**STATED TASK**
Rewrite the material from the line containing "grating, one line per instance." up to and including its last line, with "photo above" replaced by "image above" and everything else left unchanged.

**ENTRIES SHOWN**
....

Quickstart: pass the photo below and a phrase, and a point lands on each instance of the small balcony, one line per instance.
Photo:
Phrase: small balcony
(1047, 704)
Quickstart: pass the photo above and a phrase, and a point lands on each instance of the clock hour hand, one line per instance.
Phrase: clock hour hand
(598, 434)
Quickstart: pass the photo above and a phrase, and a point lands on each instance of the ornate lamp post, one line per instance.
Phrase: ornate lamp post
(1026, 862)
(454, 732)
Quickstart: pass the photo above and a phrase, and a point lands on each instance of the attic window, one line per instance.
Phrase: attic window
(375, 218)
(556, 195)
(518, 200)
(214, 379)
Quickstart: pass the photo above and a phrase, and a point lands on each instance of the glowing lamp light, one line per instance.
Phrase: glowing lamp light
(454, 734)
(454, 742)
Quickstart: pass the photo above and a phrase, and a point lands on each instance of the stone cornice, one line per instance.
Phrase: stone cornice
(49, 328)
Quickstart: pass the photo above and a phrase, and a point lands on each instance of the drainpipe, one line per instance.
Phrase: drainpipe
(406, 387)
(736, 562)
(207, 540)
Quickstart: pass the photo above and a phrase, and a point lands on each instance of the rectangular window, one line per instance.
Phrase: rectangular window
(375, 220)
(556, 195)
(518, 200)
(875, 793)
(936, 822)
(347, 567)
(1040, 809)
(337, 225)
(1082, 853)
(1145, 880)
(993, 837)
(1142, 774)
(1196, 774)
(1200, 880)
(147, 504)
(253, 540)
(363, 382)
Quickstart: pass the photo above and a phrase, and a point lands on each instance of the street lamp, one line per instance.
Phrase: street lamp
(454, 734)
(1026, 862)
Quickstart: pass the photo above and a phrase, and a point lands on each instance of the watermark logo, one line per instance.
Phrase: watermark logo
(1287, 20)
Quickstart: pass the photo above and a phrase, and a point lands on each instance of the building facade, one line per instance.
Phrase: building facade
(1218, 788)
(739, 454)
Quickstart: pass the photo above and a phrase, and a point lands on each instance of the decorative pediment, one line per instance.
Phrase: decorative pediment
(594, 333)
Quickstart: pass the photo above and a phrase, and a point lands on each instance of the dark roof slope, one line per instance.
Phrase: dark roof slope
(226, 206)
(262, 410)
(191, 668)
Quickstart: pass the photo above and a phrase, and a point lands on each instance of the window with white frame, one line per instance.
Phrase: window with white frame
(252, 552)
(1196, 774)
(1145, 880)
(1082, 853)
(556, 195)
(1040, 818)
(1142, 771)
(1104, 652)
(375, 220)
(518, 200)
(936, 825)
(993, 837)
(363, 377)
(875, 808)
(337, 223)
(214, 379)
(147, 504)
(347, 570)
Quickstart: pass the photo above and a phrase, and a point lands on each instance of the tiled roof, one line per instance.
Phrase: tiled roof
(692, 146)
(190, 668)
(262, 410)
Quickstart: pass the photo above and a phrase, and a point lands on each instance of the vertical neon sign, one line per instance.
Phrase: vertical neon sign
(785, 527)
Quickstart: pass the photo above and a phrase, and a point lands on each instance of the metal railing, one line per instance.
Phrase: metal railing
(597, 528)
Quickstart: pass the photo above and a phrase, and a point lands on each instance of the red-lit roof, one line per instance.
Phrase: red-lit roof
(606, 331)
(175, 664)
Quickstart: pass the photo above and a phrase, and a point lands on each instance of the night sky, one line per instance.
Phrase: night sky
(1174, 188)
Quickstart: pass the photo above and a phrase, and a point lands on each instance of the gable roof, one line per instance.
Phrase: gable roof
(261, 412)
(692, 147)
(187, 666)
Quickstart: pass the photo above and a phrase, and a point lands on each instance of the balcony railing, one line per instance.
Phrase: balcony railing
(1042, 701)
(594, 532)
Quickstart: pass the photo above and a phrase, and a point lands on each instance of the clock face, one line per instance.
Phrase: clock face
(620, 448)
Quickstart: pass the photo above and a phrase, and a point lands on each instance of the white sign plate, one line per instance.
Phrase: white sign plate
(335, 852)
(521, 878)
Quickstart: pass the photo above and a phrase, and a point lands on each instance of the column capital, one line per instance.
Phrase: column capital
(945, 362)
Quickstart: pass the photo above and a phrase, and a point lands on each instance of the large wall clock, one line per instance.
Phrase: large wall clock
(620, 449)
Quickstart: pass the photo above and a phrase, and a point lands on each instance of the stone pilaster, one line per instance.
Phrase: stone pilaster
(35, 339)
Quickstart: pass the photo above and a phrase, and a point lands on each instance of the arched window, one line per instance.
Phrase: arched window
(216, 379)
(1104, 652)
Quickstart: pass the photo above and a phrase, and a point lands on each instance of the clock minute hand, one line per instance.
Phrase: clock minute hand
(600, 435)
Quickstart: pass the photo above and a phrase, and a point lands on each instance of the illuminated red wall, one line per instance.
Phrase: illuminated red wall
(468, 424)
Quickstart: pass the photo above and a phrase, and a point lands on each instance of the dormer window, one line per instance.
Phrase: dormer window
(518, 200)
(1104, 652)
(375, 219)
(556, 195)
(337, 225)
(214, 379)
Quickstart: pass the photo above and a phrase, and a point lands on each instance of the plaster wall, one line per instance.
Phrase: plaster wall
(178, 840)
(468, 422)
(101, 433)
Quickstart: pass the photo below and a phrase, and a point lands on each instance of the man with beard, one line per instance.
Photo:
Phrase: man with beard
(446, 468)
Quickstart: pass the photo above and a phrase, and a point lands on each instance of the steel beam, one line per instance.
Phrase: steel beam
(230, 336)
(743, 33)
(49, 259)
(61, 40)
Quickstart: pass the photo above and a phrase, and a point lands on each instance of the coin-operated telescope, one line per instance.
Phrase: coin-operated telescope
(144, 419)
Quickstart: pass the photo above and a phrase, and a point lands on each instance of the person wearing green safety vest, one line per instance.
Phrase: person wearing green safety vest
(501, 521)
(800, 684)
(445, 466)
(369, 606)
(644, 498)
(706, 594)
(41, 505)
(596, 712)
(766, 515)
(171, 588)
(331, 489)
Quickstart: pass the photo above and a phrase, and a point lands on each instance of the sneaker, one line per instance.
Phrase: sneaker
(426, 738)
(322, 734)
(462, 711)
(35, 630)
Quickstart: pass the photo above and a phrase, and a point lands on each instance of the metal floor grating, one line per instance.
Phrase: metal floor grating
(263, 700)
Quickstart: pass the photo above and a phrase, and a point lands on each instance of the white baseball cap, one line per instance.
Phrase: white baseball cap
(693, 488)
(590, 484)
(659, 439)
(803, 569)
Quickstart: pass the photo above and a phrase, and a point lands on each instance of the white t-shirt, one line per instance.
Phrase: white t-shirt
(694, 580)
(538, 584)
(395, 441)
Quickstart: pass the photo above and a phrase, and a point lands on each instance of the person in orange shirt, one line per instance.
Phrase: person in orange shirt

....

**CORRECT RESPONSE**
Quickstart: pass the image above and a phrase, and a point lands on each instance of the metal floor grating, one line per instance.
Phrase: metal floor grating
(263, 700)
Quickstart: pass the image above and a phrase, and a point lands on each instance of the white baseball cap, one line per instance.
Phrase: white baseball cap
(693, 488)
(590, 484)
(659, 439)
(803, 569)
Quickstart: pass the image above and a phrase, and a point lands on each instance of the white t-shirt, one line per instance.
Phrase: white t-shirt
(694, 580)
(538, 584)
(395, 441)
Quickstart: pass the image above and a phrase, and a point lands on each instance of the person in orange shirt, one line per instance.
Phrase: person in orange shirt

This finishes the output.